## Stated problem
In the mailing-list excerpt below, what did the small hardware company ask vendors about, and how did the vendors respond?

** Start Document excerpt **

On 02/28/2013 01:35 PM, Tom H wrote:
> On Wed, Feb 27, 2013 at 6:48 PM, zxq9 <[log in to unmask]> wrote:
>> On 02/28/2013 12:53 AM, Dale Dellutri wrote:
>>> On Wed, Feb 27, 2013 at 6:27 AM, zxq9<[log in to unmask]>  wrote:
>>>> 
>>>> There is a silver lining. The board makers themselves are out
>>>> to sell boards and laptops and tablets and can be reasoned
>>>> with. My company is an extremely small player in the hardware
>>>> field but we've had positive response from vendors when
>>>> inquiring about having our own keys included on boards 
>>>> alongside Microsoft's when doing bulk orders. We haven't had
>>>> to go that route yet so I'm unsure how much of a pain that
>>>> would actually be to manage (doesn't appear much more
>>>> difficult than managing repository keys though, for example),
>>>> but this leaves the door open for even tiny computing 
>>>> companies and larger IT departments to arrange for their own
>>>> "secure" boot keys to be pre-installed by the board
>>>> manufacturers and not violate Microsoft's requirements, even
>>>> on ARM. That said, since we don't do showroom marketing
>>>> anyway neither we nor our suppliers have a need to put
>>>> little "Windows8 Ready" stickers on anything they ship to us
>>>> anyway.
>>> 
>>> Doesn't this lower the eventual resale value of the laptop?
>>> Doesn't it restrict the laptop to run only what either MS wants
>>> or what you installed?

** End Document excerpt **
** Start Source excerpt **

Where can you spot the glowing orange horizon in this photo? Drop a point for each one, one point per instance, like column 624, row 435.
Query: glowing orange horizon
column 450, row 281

** End Source excerpt **

## Result of this exercise
The company asked about having its own keys included on boards alongside Microsoft's when doing bulk orders, and the vendors responded positively.